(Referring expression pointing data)

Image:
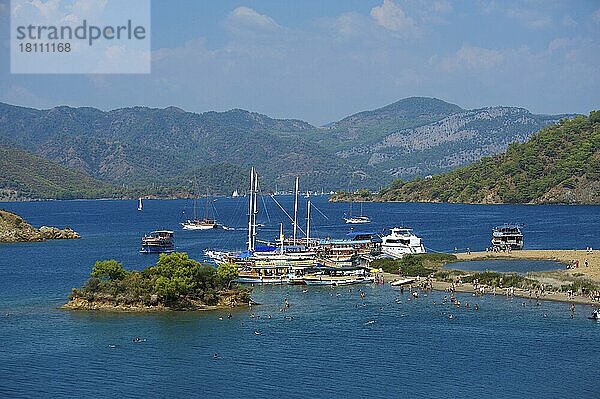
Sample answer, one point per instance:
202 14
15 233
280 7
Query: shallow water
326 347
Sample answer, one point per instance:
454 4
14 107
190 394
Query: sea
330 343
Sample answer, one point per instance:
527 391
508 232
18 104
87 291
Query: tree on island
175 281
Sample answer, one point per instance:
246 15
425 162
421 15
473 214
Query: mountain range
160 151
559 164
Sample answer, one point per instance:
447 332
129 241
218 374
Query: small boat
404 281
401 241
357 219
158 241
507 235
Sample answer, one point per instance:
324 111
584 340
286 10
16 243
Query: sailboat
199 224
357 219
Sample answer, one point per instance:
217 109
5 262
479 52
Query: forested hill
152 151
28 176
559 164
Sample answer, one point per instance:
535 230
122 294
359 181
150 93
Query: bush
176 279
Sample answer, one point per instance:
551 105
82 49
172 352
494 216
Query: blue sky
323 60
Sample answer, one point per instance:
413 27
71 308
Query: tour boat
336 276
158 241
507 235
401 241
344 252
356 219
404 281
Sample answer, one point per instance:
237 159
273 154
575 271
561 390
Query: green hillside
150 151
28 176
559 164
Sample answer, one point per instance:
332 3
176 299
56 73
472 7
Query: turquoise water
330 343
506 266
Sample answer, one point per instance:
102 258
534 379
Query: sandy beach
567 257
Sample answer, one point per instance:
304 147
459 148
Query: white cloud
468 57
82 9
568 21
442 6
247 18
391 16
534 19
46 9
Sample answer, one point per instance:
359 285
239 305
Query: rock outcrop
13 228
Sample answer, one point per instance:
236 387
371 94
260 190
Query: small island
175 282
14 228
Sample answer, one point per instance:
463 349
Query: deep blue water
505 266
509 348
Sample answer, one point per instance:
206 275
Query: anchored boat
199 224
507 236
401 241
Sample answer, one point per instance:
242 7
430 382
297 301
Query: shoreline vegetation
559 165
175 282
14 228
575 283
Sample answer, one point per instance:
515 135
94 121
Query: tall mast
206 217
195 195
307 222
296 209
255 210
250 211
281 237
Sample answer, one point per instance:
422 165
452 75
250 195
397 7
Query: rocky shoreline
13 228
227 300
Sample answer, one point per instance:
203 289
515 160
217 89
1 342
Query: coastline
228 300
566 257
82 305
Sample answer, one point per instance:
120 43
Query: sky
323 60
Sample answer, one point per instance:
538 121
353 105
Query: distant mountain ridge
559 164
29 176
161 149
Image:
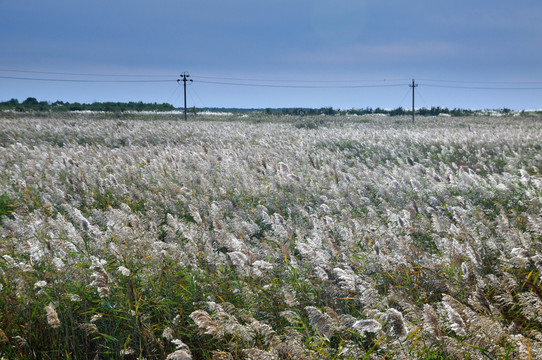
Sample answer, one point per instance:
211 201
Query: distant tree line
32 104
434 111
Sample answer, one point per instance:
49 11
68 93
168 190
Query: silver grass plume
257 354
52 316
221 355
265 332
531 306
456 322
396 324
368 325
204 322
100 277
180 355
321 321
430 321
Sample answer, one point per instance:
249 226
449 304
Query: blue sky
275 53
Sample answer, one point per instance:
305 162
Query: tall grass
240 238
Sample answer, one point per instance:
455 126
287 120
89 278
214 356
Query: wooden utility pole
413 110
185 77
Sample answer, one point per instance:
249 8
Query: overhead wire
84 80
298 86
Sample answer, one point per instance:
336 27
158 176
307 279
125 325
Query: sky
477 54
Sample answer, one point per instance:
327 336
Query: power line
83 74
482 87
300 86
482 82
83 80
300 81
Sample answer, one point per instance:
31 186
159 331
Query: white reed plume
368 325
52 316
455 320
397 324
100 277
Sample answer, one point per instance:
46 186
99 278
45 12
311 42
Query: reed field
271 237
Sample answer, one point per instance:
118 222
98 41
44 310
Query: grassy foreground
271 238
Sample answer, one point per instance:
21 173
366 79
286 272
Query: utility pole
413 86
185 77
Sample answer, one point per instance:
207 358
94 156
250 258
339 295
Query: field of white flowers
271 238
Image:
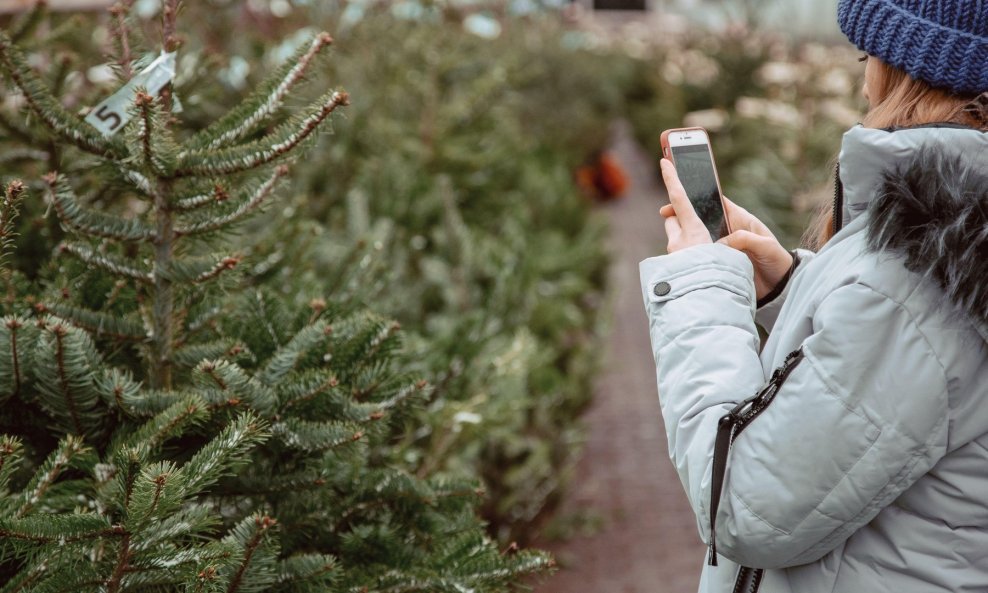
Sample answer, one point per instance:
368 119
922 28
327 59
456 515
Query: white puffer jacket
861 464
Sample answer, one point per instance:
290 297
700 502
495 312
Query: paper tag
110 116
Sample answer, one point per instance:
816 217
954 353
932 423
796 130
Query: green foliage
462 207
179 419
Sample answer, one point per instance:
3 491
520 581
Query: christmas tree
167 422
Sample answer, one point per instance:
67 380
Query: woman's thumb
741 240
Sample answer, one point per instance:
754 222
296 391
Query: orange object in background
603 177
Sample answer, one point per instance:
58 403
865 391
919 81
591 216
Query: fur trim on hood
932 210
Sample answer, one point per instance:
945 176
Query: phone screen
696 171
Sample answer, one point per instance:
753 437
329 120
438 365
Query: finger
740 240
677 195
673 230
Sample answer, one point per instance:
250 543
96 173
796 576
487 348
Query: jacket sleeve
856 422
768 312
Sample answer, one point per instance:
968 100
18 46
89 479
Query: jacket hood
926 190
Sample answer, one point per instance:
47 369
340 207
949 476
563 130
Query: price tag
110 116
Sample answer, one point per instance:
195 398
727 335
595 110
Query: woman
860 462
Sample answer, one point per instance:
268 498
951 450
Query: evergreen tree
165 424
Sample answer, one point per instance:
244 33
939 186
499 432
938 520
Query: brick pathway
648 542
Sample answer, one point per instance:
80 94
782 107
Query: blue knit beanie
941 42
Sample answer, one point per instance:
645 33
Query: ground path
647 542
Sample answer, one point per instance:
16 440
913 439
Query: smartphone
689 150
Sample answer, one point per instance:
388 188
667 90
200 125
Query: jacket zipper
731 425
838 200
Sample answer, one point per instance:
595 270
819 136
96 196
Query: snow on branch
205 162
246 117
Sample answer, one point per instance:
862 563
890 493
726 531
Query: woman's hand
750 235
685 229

→ **Assigned task**
Print all records verbatim, excluding pictures.

→ **Result of this exercise**
Image:
Sample answer, one point per instance:
202 14
15 233
280 7
Query: shallow water
326 347
Sample answer, one point per instance:
454 4
14 107
190 394
Query: sea
330 343
Sample answer, one point per instance:
527 391
508 232
18 104
87 291
Query: tree on island
175 281
Sample answer, one point per instance:
246 15
425 162
421 15
473 214
Query: mountain range
160 151
559 164
Sample answer, one point per instance:
447 332
129 241
218 374
Query: small boat
404 281
401 241
357 219
158 241
507 235
Sample answer, one point per instance:
324 111
584 340
286 10
16 243
Query: sailboat
199 224
357 219
Sample answer, one point per instance:
217 109
5 262
479 52
Query: forested hill
152 151
28 176
559 164
Sample answer, one point per instance:
535 230
122 294
359 181
150 93
Query: bush
176 279
Sample answer, one point per instance:
551 105
82 49
172 352
494 216
Query: blue sky
323 60
Sample answer, one point per instance:
413 27
71 308
Query: tour boat
336 276
158 241
507 235
401 241
344 252
356 219
404 281
Sample answer, one point per instance:
237 159
273 154
575 271
561 390
Query: green hillside
150 151
28 176
559 164
Sample answer, one point per instance:
332 3
176 299
56 73
472 7
Query: turquoise water
330 343
506 266
Sample answer, one point per instance:
102 258
534 379
Query: sandy beach
567 257
Sample answer, one point per instance:
304 147
459 148
Query: white cloud
468 57
82 9
568 21
442 6
247 18
391 16
534 19
46 9
Sample answer, one point per instance:
359 285
239 305
Query: rock outcrop
13 228
Sample answer, one point per instance:
236 387
371 94
260 190
Query: small island
175 282
14 228
Sample answer, one point per instance:
463 349
Query: deep blue water
505 266
509 348
Sample answer, one point per instance:
206 275
Query: anchored boat
199 224
507 236
401 241
Sample answer, one point per instance:
242 7
430 382
297 301
Query: shoreline vegetation
559 165
175 282
14 228
575 283
Sample answer, one point per instance:
515 135
94 121
Query: tall mast
206 217
195 195
307 222
296 209
255 210
250 211
281 237
Sample answer, one point per instance:
422 165
452 75
250 195
397 7
Query: rocky shoreline
13 228
227 300
Sample answer, one point per instance:
203 289
515 160
217 89
1 342
Query: coastline
228 300
566 257
82 305
Sample answer, one point per instance:
120 43
Query: sky
323 60
Sample answer, one point per instance:
538 121
353 105
Query: distant mountain ridge
559 164
29 176
161 149
Image:
Sample answer, one point per instance:
211 201
Query: distant tree line
32 104
434 111
Sample answer, one point per instance:
49 11
68 93
168 190
Query: silver grass plume
257 354
52 316
221 355
265 332
531 306
456 322
396 324
368 325
204 322
100 277
180 355
321 321
430 321
Sample answer, one point per instance:
249 226
449 304
Query: blue sky
275 53
Sample answer, one point per instance:
305 162
Query: tall grass
240 238
Sample answer, one point per instance:
455 126
287 120
89 278
214 356
Query: wooden utility pole
413 110
185 77
Sample answer, one point per instance:
249 8
Query: overhead wire
84 80
298 86
Sample answer, one point per instance:
336 27
158 176
307 279
125 325
Query: sky
477 54
Sample answer, one point per instance:
327 336
Query: power line
83 74
482 87
300 86
482 82
83 80
300 81
Sample answer, one point per instance:
31 186
159 331
Query: white reed plume
368 325
52 316
455 320
397 324
100 277
Sample answer, one point per instance:
46 186
99 278
45 12
311 42
Query: reed field
271 237
Sample answer, one point per instance:
118 222
98 41
44 310
Query: grassy foreground
271 238
Sample answer, one point per instance:
21 173
366 79
286 272
Query: utility pole
413 86
185 77
Sample answer, one point per instance:
207 358
94 156
250 258
339 295
Query: field of white flowers
271 238
Image:
Sample answer, one point per instance:
368 119
922 28
327 59
456 515
Query: white puffer jacket
861 464
Sample answer, one point per instance:
290 297
700 502
495 312
Query: paper tag
110 116
Sample answer, one point per instance:
816 217
954 353
932 423
796 130
Query: green foliage
462 207
179 419
Sample answer, one point per instance:
3 491
520 581
Query: christmas tree
167 422
Sample answer, one point per instance:
67 380
Query: woman's thumb
741 240
Sample answer, one point per instance:
754 222
296 391
Query: orange object in background
603 177
Sample answer, one point per instance:
58 403
865 391
919 81
591 216
Query: fur trim on hood
932 210
Sample answer, one point per instance:
945 176
Query: phone screen
696 171
Sample answer, one point per instance:
753 437
329 120
438 365
Query: finger
740 240
677 195
673 230
Sample answer, one point per instance:
250 543
96 173
796 576
487 348
Query: jacket sleeve
856 422
768 312
Sample answer, one point per instance:
968 100
18 46
89 479
Query: jacket hood
926 190
Sample answer, one point per instance:
47 369
340 207
949 476
563 130
Query: price tag
110 116
Sample answer, one point per instance:
195 398
727 335
595 110
Query: woman
860 462
Sample answer, one point per instance:
268 498
951 450
Query: evergreen tree
165 424
Sample answer, one point per instance:
244 33
939 186
499 432
938 520
Query: brick pathway
648 542
Sample answer, one point per instance:
80 94
782 107
Query: blue knit beanie
941 42
Sample answer, one point per instance:
645 33
Query: ground path
647 542
Sample answer, one point per instance:
16 440
913 439
Query: smartphone
689 150
Sample answer, one point per instance:
388 188
667 90
200 125
Query: jacket zipper
731 425
838 200
Sample answer, one point per instance:
595 270
819 136
96 196
Query: snow on branch
205 162
246 117
Sample answer, one point per instance:
862 563
890 493
726 531
Query: woman's hand
750 235
685 229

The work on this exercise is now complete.